◆ SOURCE MATERIAL ◆
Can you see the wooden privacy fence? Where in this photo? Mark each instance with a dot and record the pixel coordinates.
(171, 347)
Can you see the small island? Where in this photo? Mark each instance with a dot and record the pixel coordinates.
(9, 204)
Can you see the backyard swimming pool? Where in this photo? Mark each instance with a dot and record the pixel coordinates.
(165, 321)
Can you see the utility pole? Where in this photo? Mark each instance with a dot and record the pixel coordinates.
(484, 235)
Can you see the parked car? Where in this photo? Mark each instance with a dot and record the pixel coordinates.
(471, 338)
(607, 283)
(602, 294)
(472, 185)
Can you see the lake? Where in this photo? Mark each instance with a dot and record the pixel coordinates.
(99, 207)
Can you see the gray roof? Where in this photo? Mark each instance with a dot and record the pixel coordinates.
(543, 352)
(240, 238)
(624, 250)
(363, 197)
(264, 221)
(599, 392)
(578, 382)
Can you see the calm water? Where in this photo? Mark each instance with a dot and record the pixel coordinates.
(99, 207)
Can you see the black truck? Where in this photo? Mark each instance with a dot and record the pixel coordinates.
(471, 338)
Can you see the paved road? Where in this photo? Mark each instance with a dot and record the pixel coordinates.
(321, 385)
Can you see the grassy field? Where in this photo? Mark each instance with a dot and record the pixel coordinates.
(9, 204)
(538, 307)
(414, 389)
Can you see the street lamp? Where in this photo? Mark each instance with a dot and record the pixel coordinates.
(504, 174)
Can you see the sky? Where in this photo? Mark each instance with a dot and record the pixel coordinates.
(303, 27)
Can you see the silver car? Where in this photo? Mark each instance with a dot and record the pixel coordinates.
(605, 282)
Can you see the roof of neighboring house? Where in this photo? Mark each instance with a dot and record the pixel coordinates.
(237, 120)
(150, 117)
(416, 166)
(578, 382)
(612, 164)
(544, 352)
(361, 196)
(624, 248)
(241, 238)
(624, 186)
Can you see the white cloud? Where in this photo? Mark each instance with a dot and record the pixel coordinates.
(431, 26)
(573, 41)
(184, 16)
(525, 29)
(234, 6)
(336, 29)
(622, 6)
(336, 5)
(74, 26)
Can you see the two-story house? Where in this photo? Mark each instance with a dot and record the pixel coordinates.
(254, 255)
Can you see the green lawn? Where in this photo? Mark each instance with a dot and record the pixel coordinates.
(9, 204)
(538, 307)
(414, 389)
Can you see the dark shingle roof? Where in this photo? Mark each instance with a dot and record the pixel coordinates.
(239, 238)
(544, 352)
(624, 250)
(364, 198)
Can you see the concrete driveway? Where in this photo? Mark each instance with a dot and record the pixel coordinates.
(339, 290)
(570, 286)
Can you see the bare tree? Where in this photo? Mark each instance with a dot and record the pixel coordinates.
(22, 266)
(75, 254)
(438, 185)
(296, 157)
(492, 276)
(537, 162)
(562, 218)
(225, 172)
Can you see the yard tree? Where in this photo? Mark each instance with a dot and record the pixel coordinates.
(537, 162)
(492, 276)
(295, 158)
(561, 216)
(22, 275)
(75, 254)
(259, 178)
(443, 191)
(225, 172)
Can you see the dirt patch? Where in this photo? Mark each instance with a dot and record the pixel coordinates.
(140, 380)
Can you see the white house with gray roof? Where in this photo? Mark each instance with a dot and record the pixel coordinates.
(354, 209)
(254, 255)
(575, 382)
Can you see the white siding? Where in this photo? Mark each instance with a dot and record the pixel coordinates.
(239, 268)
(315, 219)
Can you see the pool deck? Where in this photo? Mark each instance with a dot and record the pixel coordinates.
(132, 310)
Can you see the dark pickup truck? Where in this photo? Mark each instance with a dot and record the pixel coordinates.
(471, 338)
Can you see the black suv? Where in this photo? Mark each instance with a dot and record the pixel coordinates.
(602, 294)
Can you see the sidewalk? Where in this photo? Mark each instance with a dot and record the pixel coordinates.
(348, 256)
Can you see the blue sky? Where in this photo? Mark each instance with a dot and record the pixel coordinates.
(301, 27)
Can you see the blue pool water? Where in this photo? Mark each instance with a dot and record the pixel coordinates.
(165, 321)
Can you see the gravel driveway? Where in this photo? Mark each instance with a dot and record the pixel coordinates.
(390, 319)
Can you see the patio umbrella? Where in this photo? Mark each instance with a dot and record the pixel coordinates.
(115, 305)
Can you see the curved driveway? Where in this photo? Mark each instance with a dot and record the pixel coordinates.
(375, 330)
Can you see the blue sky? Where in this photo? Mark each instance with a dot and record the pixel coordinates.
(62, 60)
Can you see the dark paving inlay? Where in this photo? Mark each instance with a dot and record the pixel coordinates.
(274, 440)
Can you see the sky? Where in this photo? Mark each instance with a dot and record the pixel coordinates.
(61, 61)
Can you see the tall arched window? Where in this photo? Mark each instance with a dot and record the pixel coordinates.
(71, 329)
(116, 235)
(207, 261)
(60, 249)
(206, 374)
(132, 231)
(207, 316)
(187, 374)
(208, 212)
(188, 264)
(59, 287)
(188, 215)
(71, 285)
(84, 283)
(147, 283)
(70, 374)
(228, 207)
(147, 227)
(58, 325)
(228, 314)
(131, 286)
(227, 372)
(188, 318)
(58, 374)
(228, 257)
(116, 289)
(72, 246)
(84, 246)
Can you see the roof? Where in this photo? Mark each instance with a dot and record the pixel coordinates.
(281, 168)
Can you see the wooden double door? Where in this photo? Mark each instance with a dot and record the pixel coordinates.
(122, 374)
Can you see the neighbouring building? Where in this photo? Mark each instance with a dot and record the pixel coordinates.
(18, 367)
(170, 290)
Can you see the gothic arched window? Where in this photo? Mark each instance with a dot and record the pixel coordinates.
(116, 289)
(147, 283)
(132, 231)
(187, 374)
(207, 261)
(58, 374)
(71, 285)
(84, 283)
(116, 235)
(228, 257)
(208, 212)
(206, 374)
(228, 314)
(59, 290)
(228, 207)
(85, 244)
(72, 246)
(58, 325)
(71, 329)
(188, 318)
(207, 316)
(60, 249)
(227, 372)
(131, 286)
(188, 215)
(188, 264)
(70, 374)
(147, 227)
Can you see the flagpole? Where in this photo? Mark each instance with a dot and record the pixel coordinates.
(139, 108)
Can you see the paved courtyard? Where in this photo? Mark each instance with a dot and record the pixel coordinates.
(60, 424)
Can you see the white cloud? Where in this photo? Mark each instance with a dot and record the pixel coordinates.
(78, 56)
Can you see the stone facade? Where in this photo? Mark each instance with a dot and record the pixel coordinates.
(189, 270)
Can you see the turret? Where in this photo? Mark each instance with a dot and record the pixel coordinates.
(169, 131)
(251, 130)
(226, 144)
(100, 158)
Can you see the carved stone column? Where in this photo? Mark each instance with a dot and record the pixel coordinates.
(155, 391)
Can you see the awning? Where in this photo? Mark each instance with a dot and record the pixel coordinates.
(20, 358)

--

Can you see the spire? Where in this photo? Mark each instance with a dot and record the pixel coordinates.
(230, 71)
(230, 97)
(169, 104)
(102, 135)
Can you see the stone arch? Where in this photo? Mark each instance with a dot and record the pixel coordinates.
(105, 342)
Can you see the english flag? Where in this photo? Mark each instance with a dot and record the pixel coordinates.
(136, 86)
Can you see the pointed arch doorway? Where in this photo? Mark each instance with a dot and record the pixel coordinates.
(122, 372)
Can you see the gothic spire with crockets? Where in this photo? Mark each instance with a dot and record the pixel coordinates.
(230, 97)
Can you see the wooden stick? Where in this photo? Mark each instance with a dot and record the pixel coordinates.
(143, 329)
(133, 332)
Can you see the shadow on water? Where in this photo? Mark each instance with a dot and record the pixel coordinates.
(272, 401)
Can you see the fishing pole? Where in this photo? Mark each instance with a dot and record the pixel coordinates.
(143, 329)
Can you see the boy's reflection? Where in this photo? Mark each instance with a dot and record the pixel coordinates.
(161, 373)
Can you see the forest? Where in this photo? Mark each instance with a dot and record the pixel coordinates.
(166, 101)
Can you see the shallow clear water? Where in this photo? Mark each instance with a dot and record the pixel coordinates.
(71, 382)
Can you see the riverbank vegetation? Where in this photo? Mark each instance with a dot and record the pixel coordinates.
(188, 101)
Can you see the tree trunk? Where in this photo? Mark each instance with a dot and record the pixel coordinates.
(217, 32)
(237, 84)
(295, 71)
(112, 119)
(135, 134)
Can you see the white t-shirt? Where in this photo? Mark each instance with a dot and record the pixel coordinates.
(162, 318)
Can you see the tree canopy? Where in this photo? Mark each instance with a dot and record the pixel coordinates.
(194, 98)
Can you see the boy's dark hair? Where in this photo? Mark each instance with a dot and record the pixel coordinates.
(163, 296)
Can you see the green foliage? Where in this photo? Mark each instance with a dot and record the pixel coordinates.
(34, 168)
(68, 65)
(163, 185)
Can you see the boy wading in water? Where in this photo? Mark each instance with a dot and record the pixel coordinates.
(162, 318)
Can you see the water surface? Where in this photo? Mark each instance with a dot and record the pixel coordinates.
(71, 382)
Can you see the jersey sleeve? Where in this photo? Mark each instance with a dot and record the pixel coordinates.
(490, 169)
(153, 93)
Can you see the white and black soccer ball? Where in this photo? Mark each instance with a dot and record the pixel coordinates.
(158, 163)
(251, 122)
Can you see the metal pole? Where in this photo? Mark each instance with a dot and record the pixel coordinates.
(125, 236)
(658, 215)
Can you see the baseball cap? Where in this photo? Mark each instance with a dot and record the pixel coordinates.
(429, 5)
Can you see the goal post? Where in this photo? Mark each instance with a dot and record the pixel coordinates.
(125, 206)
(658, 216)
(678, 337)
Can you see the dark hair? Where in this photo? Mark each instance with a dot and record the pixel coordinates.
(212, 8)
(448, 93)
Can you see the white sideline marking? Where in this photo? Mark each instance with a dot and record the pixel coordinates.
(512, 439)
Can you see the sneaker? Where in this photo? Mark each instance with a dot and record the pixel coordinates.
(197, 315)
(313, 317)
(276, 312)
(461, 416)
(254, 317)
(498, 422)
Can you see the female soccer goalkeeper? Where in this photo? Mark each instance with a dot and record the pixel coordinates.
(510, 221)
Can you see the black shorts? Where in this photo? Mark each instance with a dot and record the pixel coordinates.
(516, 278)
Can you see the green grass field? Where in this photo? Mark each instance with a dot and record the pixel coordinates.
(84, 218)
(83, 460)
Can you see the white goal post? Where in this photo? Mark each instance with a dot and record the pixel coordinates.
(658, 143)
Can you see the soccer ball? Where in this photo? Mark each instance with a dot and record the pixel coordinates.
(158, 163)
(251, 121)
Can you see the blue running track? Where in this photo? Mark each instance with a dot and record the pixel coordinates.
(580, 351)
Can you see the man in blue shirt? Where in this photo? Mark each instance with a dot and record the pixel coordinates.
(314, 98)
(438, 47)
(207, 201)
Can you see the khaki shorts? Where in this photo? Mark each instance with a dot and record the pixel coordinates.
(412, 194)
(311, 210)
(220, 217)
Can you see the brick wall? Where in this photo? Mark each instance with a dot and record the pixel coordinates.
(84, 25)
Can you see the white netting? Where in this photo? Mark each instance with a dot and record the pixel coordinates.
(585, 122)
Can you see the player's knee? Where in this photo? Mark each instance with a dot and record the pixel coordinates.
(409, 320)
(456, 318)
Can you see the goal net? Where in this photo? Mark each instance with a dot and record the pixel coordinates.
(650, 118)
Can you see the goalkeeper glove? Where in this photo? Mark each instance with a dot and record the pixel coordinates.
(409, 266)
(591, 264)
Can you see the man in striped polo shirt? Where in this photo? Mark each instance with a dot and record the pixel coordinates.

--

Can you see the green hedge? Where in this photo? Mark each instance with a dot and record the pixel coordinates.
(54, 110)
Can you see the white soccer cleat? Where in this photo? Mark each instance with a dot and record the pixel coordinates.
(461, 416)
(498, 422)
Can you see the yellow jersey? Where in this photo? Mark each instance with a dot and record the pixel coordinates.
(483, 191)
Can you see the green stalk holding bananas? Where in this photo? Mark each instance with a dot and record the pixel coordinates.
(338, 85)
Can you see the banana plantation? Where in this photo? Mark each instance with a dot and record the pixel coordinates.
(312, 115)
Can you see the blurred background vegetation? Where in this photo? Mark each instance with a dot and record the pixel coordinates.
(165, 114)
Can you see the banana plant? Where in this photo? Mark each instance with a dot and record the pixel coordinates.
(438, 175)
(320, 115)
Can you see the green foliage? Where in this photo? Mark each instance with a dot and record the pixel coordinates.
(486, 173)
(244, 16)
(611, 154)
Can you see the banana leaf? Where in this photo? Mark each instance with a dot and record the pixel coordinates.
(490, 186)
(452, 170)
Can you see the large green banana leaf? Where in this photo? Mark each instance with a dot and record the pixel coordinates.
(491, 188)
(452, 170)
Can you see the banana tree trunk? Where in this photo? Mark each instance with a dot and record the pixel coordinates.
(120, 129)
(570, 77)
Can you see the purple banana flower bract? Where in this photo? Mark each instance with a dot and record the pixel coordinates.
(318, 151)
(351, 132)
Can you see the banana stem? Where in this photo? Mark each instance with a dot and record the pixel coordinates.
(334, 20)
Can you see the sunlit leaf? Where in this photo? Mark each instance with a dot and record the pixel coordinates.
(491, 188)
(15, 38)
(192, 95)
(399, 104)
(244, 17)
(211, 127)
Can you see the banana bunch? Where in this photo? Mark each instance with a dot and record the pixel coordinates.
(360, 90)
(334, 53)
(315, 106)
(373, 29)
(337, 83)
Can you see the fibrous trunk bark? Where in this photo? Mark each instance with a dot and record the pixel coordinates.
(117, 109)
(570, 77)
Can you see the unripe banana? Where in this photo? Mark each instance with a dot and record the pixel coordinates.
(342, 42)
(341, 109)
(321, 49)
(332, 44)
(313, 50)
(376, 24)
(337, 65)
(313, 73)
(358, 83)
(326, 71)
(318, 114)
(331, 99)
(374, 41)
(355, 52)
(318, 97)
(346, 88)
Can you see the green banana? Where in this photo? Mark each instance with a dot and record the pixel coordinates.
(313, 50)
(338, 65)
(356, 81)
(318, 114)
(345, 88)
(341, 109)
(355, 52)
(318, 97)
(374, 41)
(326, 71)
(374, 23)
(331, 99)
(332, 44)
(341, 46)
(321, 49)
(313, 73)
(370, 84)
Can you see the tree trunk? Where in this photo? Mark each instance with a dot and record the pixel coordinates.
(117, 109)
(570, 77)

◆ WRITTEN REQUEST ◆
Which lines in the rows above contain the word "vegetation", with case counting? List each such line in full.

◆ RESULT BELOW ◆
Can you see the riverbank vegetation? Where in this photo? Mark each instance with a dot and record the pixel coordinates.
Can you see the blurred background vegetation? Where in this photo? Mark each instance with a dot and record the pixel coordinates.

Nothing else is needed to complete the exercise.